Excerpted text
------------------------

Peanut Butter Chocolate Chip Cheesecake Recipe

A reduced fat lighter version peanut butter chocolate chip cheesecake dessert which is still indulgent and wickedly creamy!

A slice of peanut butter chocolate chip cheesecake being lifted from the rest of the cheesecake.
Quick-Release springform cake tin
Food processor
Wire baking rack
Measuring spoons
Kitchen scale
Wooden spoon
Measuring jug
For the base:-
300 g reduced fat chocolate sandwich biscuits broken up
75 g unsalted butter softened
For the filling:-
400 g low fat soft cream cheese
4 medium eggs
100 g soft light brown sugar
200 g reduced fat smooth peanut butter
120 ml reduced fat double cream
100 g dark chocolate chips
For the topping:-
300 ml reduced fat double cream
400 g plain chocolate broken into pieces
20 g dark chocolate chips
Metric – US Customary
Pre-heat oven to 160C Fan.
To make the base:-
Grease the inside of a 25cm quick-release springform cake tin and line the base with baking parchment / greaseproof paper.
Blitz the chocolate sandwich biscuits and butter together in a blender or food processor to form a breadcrumb consistency.
Press this mixture into the base of the tin to make an even layer. Chill in the refrigerator for at least 20 minutes and prepare the filling.
To make the filling:-
Put the soft cheese, eggs, sugar, peanut butter and cream into a blender or food processor and blitz to a creamy, evenly mixed consistency, then stir in the dark chocolate chips.
Pour the mixture over the hardened biscuit base and then place in the centre of the oven for 45 minutes to 1 hour until the top feels set and dry, browned a little but not burnt.

------------------------

Supplied entries
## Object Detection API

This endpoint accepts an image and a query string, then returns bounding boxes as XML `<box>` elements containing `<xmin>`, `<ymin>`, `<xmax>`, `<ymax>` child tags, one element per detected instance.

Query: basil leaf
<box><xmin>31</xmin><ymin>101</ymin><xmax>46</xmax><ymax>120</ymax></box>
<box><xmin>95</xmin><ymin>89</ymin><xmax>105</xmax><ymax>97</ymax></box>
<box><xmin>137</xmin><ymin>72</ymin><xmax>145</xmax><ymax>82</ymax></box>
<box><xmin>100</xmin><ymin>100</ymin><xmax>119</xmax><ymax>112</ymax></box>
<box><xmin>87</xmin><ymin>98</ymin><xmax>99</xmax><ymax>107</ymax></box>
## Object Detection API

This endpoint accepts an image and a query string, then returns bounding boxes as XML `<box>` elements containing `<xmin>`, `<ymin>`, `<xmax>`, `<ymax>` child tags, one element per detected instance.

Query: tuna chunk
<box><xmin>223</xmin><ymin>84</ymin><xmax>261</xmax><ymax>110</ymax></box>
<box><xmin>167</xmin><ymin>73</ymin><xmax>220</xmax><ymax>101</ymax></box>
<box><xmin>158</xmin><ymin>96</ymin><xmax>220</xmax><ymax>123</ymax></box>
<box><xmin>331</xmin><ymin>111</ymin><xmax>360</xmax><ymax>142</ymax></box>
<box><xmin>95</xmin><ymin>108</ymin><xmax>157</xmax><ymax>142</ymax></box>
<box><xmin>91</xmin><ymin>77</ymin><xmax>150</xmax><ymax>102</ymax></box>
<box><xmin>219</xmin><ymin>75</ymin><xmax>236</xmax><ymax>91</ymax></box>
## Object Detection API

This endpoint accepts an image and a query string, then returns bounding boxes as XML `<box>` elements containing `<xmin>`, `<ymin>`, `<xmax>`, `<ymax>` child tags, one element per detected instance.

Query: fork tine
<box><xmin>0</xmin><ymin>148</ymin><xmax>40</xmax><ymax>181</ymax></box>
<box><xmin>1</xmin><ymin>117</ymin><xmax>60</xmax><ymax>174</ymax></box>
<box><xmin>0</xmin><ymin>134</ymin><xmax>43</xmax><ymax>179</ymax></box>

------------------------

Task instructions
1) Reproduce the portion of the cheesecake recipe between "Press this mixture" and "dark chocolate chips.", inclusive.
2) For each statement, state whether the cheesecake recipe agrees with it, answering yes or no and quoting the words of the recipe that decide the matter: (a) The base uses 75 g of unsalted butter. (b) The oven is preheated to 180C Fan. (c) The base is chilled in the refrigerator for at least 20 minutes.
3) Extend the cheesecake recipe, beginning after its final sentence.
The entries that appear here were drawn from a separate source.

Results of the tasks
1)
Press this mixture into the base of the tin to make an even layer. Chill in the refrigerator for at least 20 minutes and prepare the filling.
To make the filling:-
Put the soft cheese, eggs, sugar, peanut butter and cream into a blender or food processor and blitz to a creamy, evenly mixed consistency, then stir in the dark chocolate chips.

2)
(a) Yes: "75 g unsalted butter softened"
(b) No: "Pre-heat oven to 160C Fan."
(c) Yes: "Chill in the refrigerator for at least 20 minutes"

3)
Remove and set the tin on a wire rack to cool, don’t worry that the filling mixture will drop a little, then chill in the fridge for at least 1 hour or overnight.
To make the topping:-
Pour the cream into a saucepan, heat the cream gently until steam is coming off the top. Do not allow the cream to boil, then remove the saucepan from the heat and stir in the broken up plain chocolate until it has melted completely.
When the chocolate ganache has cooled but not set pour the mixture over the top of the cooked cheesecake (that is still in the tin) and put aside for a few minutes to allow the ganache to settle.
Decorate the top of the ganache evenly with the dark chocolate chips and then refrigerate for at least 4 hours before serving.
When serving, cut the cheesecake into 12 equal slices. It’s best to freeze any leftover which helps to avoid the temptation of having more than one slice! Although the cheesecake will last about 3 – 4 days just refrigerated.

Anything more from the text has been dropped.